- _TRECHO DO DOCUMENTO_:
###
SÃO PAULO, SP (FOLHAPRESS) – Na tarde desta quarta, o corpo de baile do Theatro Municipal do Rio de Janeiro fazia um dos últimos ensaios para a estreia de “O Lago dos Cisnes”, de 1877, composto por Piotr Ilitch Tchaikóvski e coreografado por Marius Petipa.

Nas coxias, era preciso desviar de braços, pernas, troncos, corpos, que no chão se alongavam à espera da entrada em cena. Durante a pausa, o bailarino David Motta Soares, de 25 anos, desceu do palco e, passos lentos, moveu seu 1,83 metro de altura até a última fileira da plateia, onde se acomodou numa das poltronas.

Há pouco mais de dois meses, Soares anunciou nas redes sociais que abandonava o sonho de qualquer profissional da dança, o cargo de solista líder do Bolshoi, o balé mais famoso do mundo, que fica em Moscou. Outros brasileiros que trabalhavam no país, como Victor Caixeta, ex-Mariinsky, e Evandro Bossle, ex-Stanislávski, também decidiram pôr as carreiras em suspenso, num gesto contra a Guerra da Ucrânia e em solidariedade aos colegas do país atacado pelas tropas russas.

“Nós, artistas estrangeiros na Rússia, fomos colocados em um fogo cruzado, porque nos pediam para fazer oposição à guerra, mas trabalhávamos para uma companhia estatal e não podíamos falar nada”, ele diz, com leve sotaque russo.

Soares conta que ninguém do Bolshoi esperava a guerra e que a notícia da invasão da Ucrânia pegou os bailarinos –e o mundo– de surpresa. Assim, no início de março, ele separou algumas malas e, já quase sem opções de voos internacionais, comprou uma passagem só de ida para Istambul. Não sabendo para onde ir, ele aceitou a sugestão de um amigo italiano de passar um tempo com sua família em Milão.

“Lembro que, quando a guerra estourou, Moscou ficou num silêncio mortal, em parte porque ninguém comentava sobre o que estava acontecendo. Todo mundo parecia congelado”, ele lembra.

Na Itália, Soares teve de conciliar a dor de sair de um país onde morava sozinho desde os 12 anos de idade e as negociações com companhias estrangeiras, ávidas pelos talentos dos principais teatros russos. O bailarino revela, porém, que sua decisão de se juntar ao Balé Estadual de Berlim, na Alemanha, para onde acabou indo, era urdida há algum tempo —e só foi acelerada pela guerra.

“Considerando o lado profissional, eu não sairia do Bolshoi, porque você olha para o lado e se depara com os melhores professores e coreógrafos do mundo todo. Mas, no lado pessoal, já sentia falta de um aconchego familiar. Vivi todo esse tempo sozinho. Minha família me visitava muito pouco na Rússia”, afirma.
###
- _DADOS DE ORIGEM_:
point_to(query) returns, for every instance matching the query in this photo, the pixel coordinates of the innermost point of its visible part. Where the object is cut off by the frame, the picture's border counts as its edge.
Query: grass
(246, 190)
###
- _FAÇA ISTO_: Dê continuidade à reportagem sobre o bailarino David Motta Soares a partir do ponto em que ela termina. Os dados não têm relação com a reportagem.

- _RESULTADO DO EXERCÍCIO_:
Depois de alcançar um dos postos mais altos no Bolshoi, Soares pôde escolher aonde iria. Em Berlim, assumiu o cargo de solista principal para realizar o antigo desejo de se aventurar nos repertórios de dança moderna e contemporânea, aproveitando sua formação clássica. Até o momento, ele só tem algumas impressões da capital alemã, porque lá ficou só uma semana, no início de abril.

Ao mesmo tempo em que aprecia ter se mudado para um país livre, ele tem certo receio da liberdade. Perguntado sobre o tempo livre em Moscou, Soares ri. Não tinha vida social e trabalhava todos os dias de dez da manhã às dez da noite. Ele diz que a vida agitada de Berlim pode atrapalhar o desempenho em cena.

Na Alemanha, Soares recebeu uma ligação da primeira-bailarina do Municipal do Rio de Janeiro, Claudia Mota. Ela o convidava para ser seu parceiro em cena, na última montagem de “O Lago dos Cisnes” de sua carreira.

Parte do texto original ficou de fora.